***** Brano estratto *****

Caffeina contro l’Alzheimer

alzheimer malattiaLa Barriera Ematoencefalica (BEE) protegge il sistema nervoso centrale dal resto della circolazione corporea, che prevede il cervello con un proprio microambiente regolamentato. Precedenti studi hanno dimostrato che alti livelli di colesterolo abbatterebbero la barriera emato-encefalica, che quindi non è più in grado di proteggere il sistema nervoso centrale dai danni provocati dalle contaminazione ematica. Il danno alla BEE si verifica in una varietà di disturbi neurologici come il morbo di Alzheimer.

In questo studio, i ricercatori dell’Università del North Dakota, hanno dato a dei conigli 3 mg di caffeina ogni giorno, l’equivalente di una tazza di caffè ogni giorno per una persona. I conigli sono stati nutriti con una dieta arricchita di colesterolo durante questo periodo di studio.

Dopo 12 settimane una serie di test di laboratorio hanno dimostrato che la BEE è rimasta significativamente più intatta nei conigli che hanno ricevuto una dose giornaliera di caffeina.

*****

* [Consegna A] Trascrivi, nell'ordine in cui compaiono, tutte le frasi del testo sulla caffeina e l'Alzheimer che contengono la sigla «BEE».
* [Consegna B] Porta avanti il testo sulla caffeina e l'Alzheimer a partire dalla sua ultima frase.
I record riportati più avanti non servono per lo svolgimento.

***** Record *****

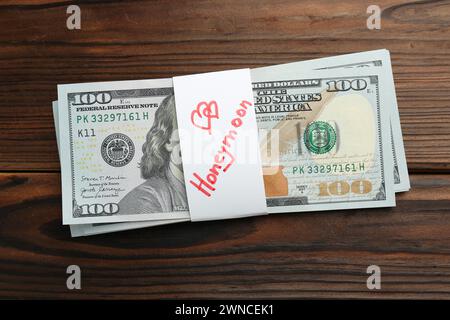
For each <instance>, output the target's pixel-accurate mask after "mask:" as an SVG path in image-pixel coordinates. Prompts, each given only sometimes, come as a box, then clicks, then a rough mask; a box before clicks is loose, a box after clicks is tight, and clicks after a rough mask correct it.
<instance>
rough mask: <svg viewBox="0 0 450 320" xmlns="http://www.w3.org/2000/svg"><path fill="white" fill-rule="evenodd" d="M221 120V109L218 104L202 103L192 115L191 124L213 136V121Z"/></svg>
mask: <svg viewBox="0 0 450 320" xmlns="http://www.w3.org/2000/svg"><path fill="white" fill-rule="evenodd" d="M213 118H216V119H219V108H218V107H217V102H215V101H214V100H213V101H210V102H209V103H208V102H205V101H202V102H200V103H199V104H198V105H197V108H196V109H195V110H193V111H192V113H191V122H192V124H193V125H194V126H196V127H197V128H200V129H203V130H207V131H208V133H209V134H211V119H213Z"/></svg>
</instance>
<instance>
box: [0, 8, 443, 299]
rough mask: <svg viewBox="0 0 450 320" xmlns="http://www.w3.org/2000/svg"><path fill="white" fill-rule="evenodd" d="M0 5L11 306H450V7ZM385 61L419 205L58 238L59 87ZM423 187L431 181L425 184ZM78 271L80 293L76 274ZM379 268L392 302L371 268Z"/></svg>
mask: <svg viewBox="0 0 450 320" xmlns="http://www.w3.org/2000/svg"><path fill="white" fill-rule="evenodd" d="M76 3H77V4H78V5H79V6H80V7H81V10H82V29H81V30H78V31H69V30H67V28H66V27H65V26H66V18H67V15H66V8H67V6H68V5H70V4H73V1H64V0H3V1H1V3H0V48H1V49H0V298H116V299H119V298H138V299H141V298H432V299H435V298H447V299H450V280H449V279H450V175H447V173H450V138H449V136H450V81H449V80H450V58H449V55H450V1H404V0H380V1H377V4H378V5H380V7H381V8H382V9H383V15H382V29H381V30H379V31H370V30H368V29H367V28H366V19H367V16H368V14H367V13H366V9H367V6H368V5H369V4H372V3H371V1H360V0H348V1H339V2H334V1H325V0H317V1H298V0H289V1H288V0H280V1H268V0H249V1H242V0H221V1H219V0H214V1H187V0H184V1H169V0H163V1H150V0H149V1H144V0H133V1H118V0H116V1H114V0H98V1H77V2H76ZM379 48H387V49H389V50H390V51H391V55H392V62H393V69H394V78H395V81H396V89H397V97H398V102H399V107H400V116H401V121H402V128H403V133H404V140H405V148H406V153H407V159H408V166H409V169H410V172H411V173H415V174H413V175H412V177H411V179H412V190H411V191H410V192H408V193H405V194H401V195H398V196H397V207H396V208H394V209H372V210H349V211H333V212H322V213H314V214H309V213H307V214H281V215H275V216H268V217H257V218H249V219H239V220H233V221H217V222H205V223H183V224H177V225H171V226H162V227H157V228H151V229H142V230H135V231H128V232H122V233H116V234H109V235H100V236H94V237H86V238H76V239H72V238H70V233H69V228H68V227H67V226H61V191H60V180H59V179H60V176H59V173H58V171H59V170H60V168H59V161H58V155H57V150H56V141H55V133H54V128H53V119H52V113H51V101H53V100H55V99H56V97H57V94H56V85H57V84H59V83H60V84H61V83H74V82H92V81H114V80H127V79H143V78H160V77H171V76H174V75H181V74H189V73H197V72H205V71H214V70H224V69H230V68H240V67H258V66H265V65H271V64H277V63H285V62H291V61H296V60H305V59H312V58H319V57H324V56H331V55H337V54H344V53H350V52H357V51H363V50H371V49H379ZM423 172H426V173H427V174H422V173H423ZM71 264H77V265H79V266H80V267H81V268H82V279H83V280H82V290H81V291H69V290H67V289H66V277H67V275H66V273H65V272H66V268H67V266H68V265H71ZM371 264H377V265H379V266H380V267H381V268H382V277H383V278H382V290H381V291H377V292H371V291H369V290H367V288H366V279H367V274H366V268H367V266H369V265H371Z"/></svg>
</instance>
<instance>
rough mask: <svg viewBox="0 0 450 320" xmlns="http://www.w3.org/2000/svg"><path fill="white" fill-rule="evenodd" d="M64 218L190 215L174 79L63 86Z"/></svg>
mask: <svg viewBox="0 0 450 320" xmlns="http://www.w3.org/2000/svg"><path fill="white" fill-rule="evenodd" d="M58 107H59V109H58V119H59V121H58V125H59V126H60V127H61V128H64V130H60V131H59V138H60V139H59V140H60V141H59V147H60V160H61V179H62V191H63V223H64V224H89V223H105V222H122V221H146V220H166V219H169V220H170V219H188V218H189V211H188V210H189V209H188V204H187V199H186V191H185V186H184V178H183V171H182V165H181V161H179V160H180V157H181V152H180V148H179V137H178V133H177V122H176V115H175V100H174V96H173V88H172V80H171V79H160V80H140V81H120V82H104V83H90V84H89V83H88V84H73V85H60V86H58Z"/></svg>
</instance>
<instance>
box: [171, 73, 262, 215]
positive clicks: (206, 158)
mask: <svg viewBox="0 0 450 320" xmlns="http://www.w3.org/2000/svg"><path fill="white" fill-rule="evenodd" d="M173 81H174V91H175V102H176V113H177V121H178V130H179V135H180V146H181V154H182V159H183V170H184V179H185V183H186V191H187V197H188V202H189V212H190V215H191V220H192V221H200V220H217V219H230V218H239V217H246V216H253V215H261V214H266V213H267V207H266V198H265V192H264V182H263V176H262V167H261V160H260V151H259V145H258V131H257V130H258V129H257V125H256V117H255V111H254V106H253V93H252V85H251V78H250V70H249V69H241V70H231V71H222V72H212V73H205V74H196V75H189V76H181V77H175V78H173Z"/></svg>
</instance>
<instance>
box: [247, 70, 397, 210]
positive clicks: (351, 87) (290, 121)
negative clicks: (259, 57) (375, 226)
mask: <svg viewBox="0 0 450 320" xmlns="http://www.w3.org/2000/svg"><path fill="white" fill-rule="evenodd" d="M301 75H302V77H301V78H298V77H291V76H289V75H287V74H286V73H283V74H281V73H280V74H276V73H266V74H265V75H263V74H260V75H258V78H257V81H255V80H256V79H255V78H253V81H254V82H253V90H254V97H255V98H254V99H255V108H256V117H257V122H258V128H259V130H260V138H261V157H262V162H263V169H264V183H265V189H266V198H267V206H268V211H269V213H279V212H302V211H316V210H331V209H350V208H364V207H385V206H394V205H395V193H394V189H393V186H394V183H393V175H392V172H393V156H392V148H391V143H390V142H391V138H390V123H389V119H390V112H389V103H390V101H389V100H388V99H387V98H388V96H385V95H384V94H383V92H385V90H386V89H387V87H388V86H389V83H388V82H387V81H386V77H385V76H384V75H383V70H382V69H380V68H367V69H356V68H353V69H345V70H341V69H332V70H315V71H311V72H310V73H309V74H308V72H302V74H301ZM274 136H275V138H274ZM277 141H278V142H279V143H276V142H277ZM274 142H275V143H274Z"/></svg>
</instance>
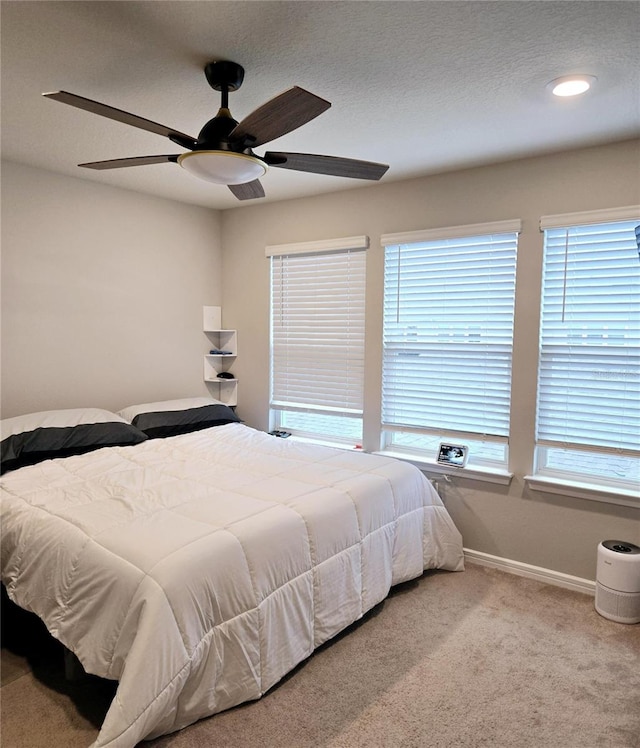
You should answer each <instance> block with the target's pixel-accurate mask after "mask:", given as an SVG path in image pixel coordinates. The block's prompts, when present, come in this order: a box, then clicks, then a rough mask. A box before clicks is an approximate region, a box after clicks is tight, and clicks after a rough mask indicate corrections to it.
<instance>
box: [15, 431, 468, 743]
mask: <svg viewBox="0 0 640 748" xmlns="http://www.w3.org/2000/svg"><path fill="white" fill-rule="evenodd" d="M1 548H2V580H3V582H4V583H5V584H6V586H7V590H8V592H9V595H10V597H11V598H12V599H13V600H14V601H15V602H16V603H17V604H18V605H20V606H21V607H23V608H25V609H27V610H31V611H33V612H34V613H36V614H37V615H38V616H40V618H42V620H43V621H44V622H45V623H46V625H47V627H48V629H49V631H50V632H51V633H52V634H53V635H54V636H55V637H56V638H57V639H59V640H60V641H61V642H62V643H63V644H64V645H65V646H67V647H68V648H69V649H70V650H72V651H73V652H74V653H75V654H76V655H77V656H78V658H79V659H80V661H81V663H82V664H83V666H84V668H85V670H87V672H89V673H93V674H96V675H99V676H102V677H104V678H110V679H114V680H118V681H119V685H118V689H117V692H116V695H115V698H114V700H113V703H112V704H111V707H110V709H109V711H108V713H107V716H106V718H105V721H104V724H103V726H102V729H101V731H100V734H99V736H98V739H97V740H96V742H95V743H94V744H93V745H94V746H96V748H97V746H110V747H111V748H116V747H118V748H129V747H131V746H134V745H135V744H136V743H137V742H138V741H140V740H141V739H143V738H145V737H146V738H148V737H155V736H158V735H162V734H164V733H168V732H172V731H174V730H178V729H180V728H182V727H185V726H186V725H188V724H191V723H192V722H194V721H195V720H197V719H199V718H201V717H204V716H206V715H210V714H213V713H215V712H219V711H221V710H223V709H227V708H229V707H231V706H234V705H236V704H239V703H241V702H243V701H247V700H250V699H257V698H259V697H260V696H261V695H262V694H264V693H265V691H267V689H269V688H270V687H271V686H273V685H274V684H275V683H276V682H277V681H278V680H279V679H280V678H282V677H283V675H285V674H286V673H287V672H288V671H289V670H291V669H292V668H293V667H294V666H295V665H296V664H298V663H299V662H301V661H302V660H304V659H305V658H306V657H308V656H309V655H310V654H311V653H312V652H313V650H314V648H316V647H317V646H318V645H320V644H322V643H323V642H324V641H326V640H327V639H329V638H330V637H332V636H334V635H335V634H337V633H338V632H339V631H341V630H342V629H344V628H345V627H346V626H348V625H349V624H350V623H352V622H353V621H355V620H357V619H358V618H360V617H361V616H362V615H363V614H364V613H365V612H366V611H367V610H369V609H370V608H372V607H373V606H374V605H376V604H377V603H378V602H380V601H381V600H382V599H383V598H384V597H385V596H386V595H387V594H388V592H389V588H390V587H391V585H393V584H397V583H398V582H402V581H405V580H407V579H411V578H413V577H416V576H419V575H420V574H421V573H422V571H423V569H427V568H443V569H451V570H460V569H462V568H463V556H462V542H461V537H460V534H459V533H458V531H457V530H456V528H455V526H454V524H453V522H452V520H451V519H450V517H449V515H448V514H447V511H446V509H445V508H444V507H443V505H442V502H441V501H440V498H439V497H438V495H437V493H436V492H435V491H434V489H433V488H432V486H431V484H430V483H429V481H428V480H426V478H425V477H424V476H423V474H422V473H421V472H420V471H419V470H418V469H416V468H414V467H412V466H411V465H408V464H406V463H403V462H400V461H397V460H392V459H388V458H385V457H380V456H374V455H367V454H361V453H354V452H349V451H344V450H336V449H330V448H324V447H317V446H310V445H306V444H301V443H296V442H294V441H293V440H284V439H277V438H274V437H272V436H269V435H267V434H264V433H262V432H259V431H255V430H253V429H251V428H249V427H247V426H244V425H241V424H228V425H226V426H219V427H216V428H213V429H207V430H206V431H200V432H196V433H193V434H188V435H185V436H177V437H172V438H168V439H157V440H150V441H147V442H145V443H143V444H139V445H137V446H134V447H115V448H108V449H101V450H98V451H96V452H92V453H90V454H86V455H82V456H79V457H69V458H66V459H61V460H50V461H47V462H43V463H41V464H39V465H35V466H32V467H25V468H21V469H19V470H16V471H14V472H13V473H8V474H7V475H5V476H4V477H3V479H2V546H1Z"/></svg>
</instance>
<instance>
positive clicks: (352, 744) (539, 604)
mask: <svg viewBox="0 0 640 748" xmlns="http://www.w3.org/2000/svg"><path fill="white" fill-rule="evenodd" d="M9 645H11V649H13V650H14V651H13V652H12V651H10V649H9V648H8V646H9ZM16 649H18V650H19V645H17V646H16V645H15V643H13V642H9V643H8V644H7V648H3V649H2V676H3V685H2V689H1V691H0V698H1V708H2V722H1V726H2V732H1V733H0V743H1V745H2V748H57V747H58V746H59V747H60V748H76V747H78V748H84V747H85V746H87V745H89V743H90V742H91V741H92V740H93V739H94V738H95V736H96V735H97V725H98V724H99V721H100V719H101V716H102V715H103V714H104V711H105V710H106V708H107V705H108V702H109V699H110V697H111V694H112V692H111V690H110V688H109V687H108V684H105V682H104V681H100V680H98V679H86V680H85V681H83V682H82V683H69V682H66V681H65V680H64V677H63V674H62V664H61V662H62V661H61V654H60V650H59V649H58V648H57V646H52V645H51V644H46V642H45V643H43V644H41V646H40V647H36V648H35V649H36V650H37V651H36V652H35V654H31V655H30V656H29V657H28V658H26V657H24V656H23V654H21V653H20V652H19V651H18V653H16V652H15V650H16ZM141 745H143V746H148V748H202V747H203V746H211V747H212V748H213V747H215V748H318V747H320V746H326V747H327V748H329V747H330V748H355V747H360V746H362V748H364V747H365V746H367V748H476V746H487V747H491V748H552V747H554V748H555V747H556V746H557V747H562V748H640V624H638V625H634V626H628V625H624V624H617V623H613V622H612V621H608V620H607V619H605V618H602V617H601V616H599V615H598V614H597V613H596V612H595V610H594V607H593V598H592V597H590V596H588V595H584V594H581V593H577V592H568V591H566V590H563V589H560V588H557V587H553V586H548V585H544V584H540V583H538V582H535V581H532V580H528V579H524V578H522V577H517V576H514V575H510V574H505V573H502V572H499V571H496V570H492V569H487V568H483V567H480V566H475V565H471V564H469V565H468V566H467V570H466V571H465V572H463V573H448V572H435V573H428V574H425V575H424V576H423V577H422V578H420V579H419V580H416V581H415V582H410V583H408V584H405V585H402V586H401V587H400V588H398V589H396V590H395V591H394V592H393V593H392V595H391V596H390V597H389V599H387V600H386V601H385V602H384V603H382V604H381V605H379V606H378V607H377V608H376V609H375V610H374V611H372V612H371V613H370V614H369V615H368V616H367V617H365V619H364V620H363V621H361V622H360V623H359V624H357V625H355V626H354V627H352V628H351V629H350V630H349V631H348V632H347V633H346V634H344V635H342V636H340V637H339V638H337V639H336V640H334V641H333V642H331V643H329V644H328V645H325V646H324V647H322V648H321V649H320V650H319V651H318V652H317V653H316V654H315V655H314V656H313V657H311V658H310V659H309V660H308V661H307V662H305V663H304V664H303V665H301V666H300V667H298V668H297V669H296V670H295V671H294V672H293V673H292V674H290V675H289V676H288V677H287V678H285V679H284V680H283V681H282V682H281V683H280V684H279V685H278V686H277V687H275V688H274V689H273V690H272V691H271V692H270V693H268V694H267V695H266V696H265V697H263V698H262V699H261V700H260V701H256V702H252V703H250V704H247V705H243V706H241V707H238V708H236V709H232V710H230V711H228V712H225V713H223V714H219V715H216V716H214V717H212V718H210V719H206V720H203V721H201V722H199V723H197V724H196V725H193V726H191V727H189V728H187V729H185V730H183V731H182V732H179V733H175V734H174V735H170V736H166V737H163V738H159V739H158V740H155V741H151V742H149V743H144V744H141Z"/></svg>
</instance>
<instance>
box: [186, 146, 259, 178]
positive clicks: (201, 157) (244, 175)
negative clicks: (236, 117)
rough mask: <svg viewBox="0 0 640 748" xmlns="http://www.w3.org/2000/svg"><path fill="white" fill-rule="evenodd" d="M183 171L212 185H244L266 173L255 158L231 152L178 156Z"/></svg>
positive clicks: (247, 155) (202, 152) (246, 154)
mask: <svg viewBox="0 0 640 748" xmlns="http://www.w3.org/2000/svg"><path fill="white" fill-rule="evenodd" d="M178 163H179V164H180V166H182V168H183V169H185V170H186V171H188V172H189V173H190V174H193V176H194V177H198V179H204V180H205V181H207V182H213V183H214V184H226V185H231V184H246V183H247V182H253V181H254V180H256V179H260V177H263V176H264V175H265V174H266V173H267V165H266V164H265V163H264V161H262V160H261V159H259V158H256V157H255V156H249V155H247V154H246V153H234V152H233V151H190V152H189V153H183V154H182V155H180V156H178Z"/></svg>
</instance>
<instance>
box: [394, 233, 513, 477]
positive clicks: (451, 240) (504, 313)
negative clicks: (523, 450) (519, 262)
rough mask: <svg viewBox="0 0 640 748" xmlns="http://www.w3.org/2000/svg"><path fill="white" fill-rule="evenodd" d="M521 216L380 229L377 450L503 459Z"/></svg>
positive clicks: (478, 459) (424, 456) (487, 458)
mask: <svg viewBox="0 0 640 748" xmlns="http://www.w3.org/2000/svg"><path fill="white" fill-rule="evenodd" d="M519 231H520V221H501V222H498V223H490V224H480V225H472V226H462V227H456V228H450V229H442V230H433V231H425V232H411V233H408V234H398V235H394V236H385V237H383V244H384V247H385V270H384V328H383V382H382V428H383V433H384V438H383V444H382V447H383V449H387V450H393V451H396V452H402V453H405V454H415V455H417V456H419V455H422V456H423V457H425V458H427V459H432V460H435V458H436V455H437V451H438V445H439V443H440V441H441V440H446V441H452V442H453V443H463V444H466V445H467V446H469V459H468V463H467V464H468V466H474V465H475V466H482V465H483V466H488V467H494V468H501V469H504V468H506V466H507V457H508V455H507V447H508V436H509V419H510V413H509V404H510V394H511V353H512V339H513V308H514V298H515V267H516V250H517V240H518V232H519Z"/></svg>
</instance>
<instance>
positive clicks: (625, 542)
mask: <svg viewBox="0 0 640 748" xmlns="http://www.w3.org/2000/svg"><path fill="white" fill-rule="evenodd" d="M596 610H597V611H598V613H600V615H601V616H604V618H608V619H610V620H611V621H616V622H617V623H640V547H639V546H637V545H635V544H634V543H627V542H625V541H624V540H603V541H602V542H601V543H600V544H599V545H598V561H597V570H596Z"/></svg>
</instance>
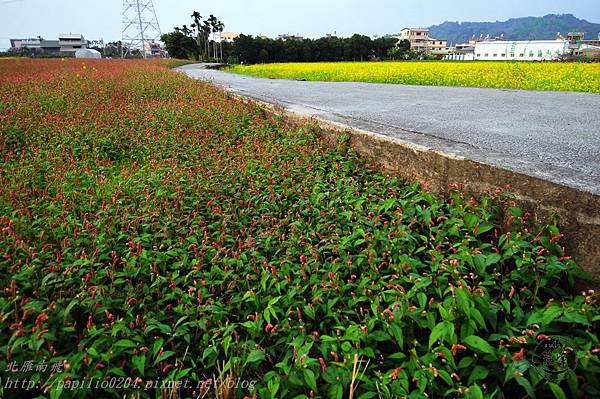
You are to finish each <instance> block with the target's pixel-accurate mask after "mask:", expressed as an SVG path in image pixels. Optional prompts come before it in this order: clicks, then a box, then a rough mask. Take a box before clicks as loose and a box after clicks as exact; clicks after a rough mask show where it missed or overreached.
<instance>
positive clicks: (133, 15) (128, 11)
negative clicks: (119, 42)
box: [121, 0, 161, 58]
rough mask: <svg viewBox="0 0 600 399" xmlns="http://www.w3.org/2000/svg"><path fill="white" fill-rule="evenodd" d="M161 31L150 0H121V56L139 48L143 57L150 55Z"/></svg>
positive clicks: (159, 36)
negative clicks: (121, 19)
mask: <svg viewBox="0 0 600 399" xmlns="http://www.w3.org/2000/svg"><path fill="white" fill-rule="evenodd" d="M160 36H161V31H160V25H159V24H158V19H157V18H156V11H155V10H154V4H152V0H123V39H122V46H121V56H122V57H123V58H125V57H126V56H128V55H131V52H132V51H133V50H140V51H141V53H142V55H143V56H144V58H146V57H148V56H151V55H152V44H154V43H158V41H159V40H160Z"/></svg>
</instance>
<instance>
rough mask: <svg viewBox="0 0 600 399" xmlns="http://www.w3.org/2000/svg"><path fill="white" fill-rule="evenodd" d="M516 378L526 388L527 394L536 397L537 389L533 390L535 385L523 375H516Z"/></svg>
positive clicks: (530, 396) (534, 398)
mask: <svg viewBox="0 0 600 399" xmlns="http://www.w3.org/2000/svg"><path fill="white" fill-rule="evenodd" d="M515 380H517V382H518V383H519V385H521V386H522V387H523V389H525V392H527V395H528V396H529V397H530V398H533V399H535V391H534V390H533V387H532V386H531V384H530V383H529V381H527V380H526V379H525V378H523V377H515Z"/></svg>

*****

* [Svolgimento A]
1. La Barriera Ematoencefalica (BEE) protegge il sistema nervoso centrale dal resto della circolazione corporea, che prevede il cervello con un proprio microambiente regolamentato.
2. Il danno alla BEE si verifica in una varietà di disturbi neurologici come il morbo di Alzheimer.
3. Dopo 12 settimane una serie di test di laboratorio hanno dimostrato che la BEE è rimasta significativamente più intatta nei conigli che hanno ricevuto una dose giornaliera di caffeina.

* [Svolgimento B]
La Caffeina sembra bloccare molti degli effetti dirompenti di colesterolo che rendono la barriera emato-encefalica permeabile. Elevati livelli di colesterolo, infatti, sono un fattore di rischio per il morbo di Alzheimer, tali da compromettere la protezione naturale della barriera emato-encefalica. Hanno così dimostrato che l’ingestione quotidiana di caffeina protegge la BEE dall’attacco del colesterolo che indurrebbe ad una lassità dei vasi.

La Caffeina mantiene alti i livelli proteici della BEE. Queste proteine si legano alle cellule della BEE, strettamente l’una con l’altra in modo tale da bloccare l’attraversamento di molecole indesiderate nel sistema nervoso centrale. Come l’amiloide, responsabile delle malattie neurologiche degenerative.

I risultati confermano ed estendono i risultati di altri studi che dimostrano che l’assunzione di caffeina protegge contro la perdita di memoria e di invecchiamento e nella malattia di Alzheimer.

La caffeina è un sicuro e facilmente reperibile elemento della nostra dieta e la sua capacità di stabilizzare la barriera ematoencefalica significa che potrebbe avere un ruolo importante da svolgere in terapie contro malattie neurologiche.

Così una nostra sana abitudine, quella degli italiani, di bere 2-3 caffè al giorno, potrebbe diventare una terapia preventiva. Unendo così l’utile al dilettevole!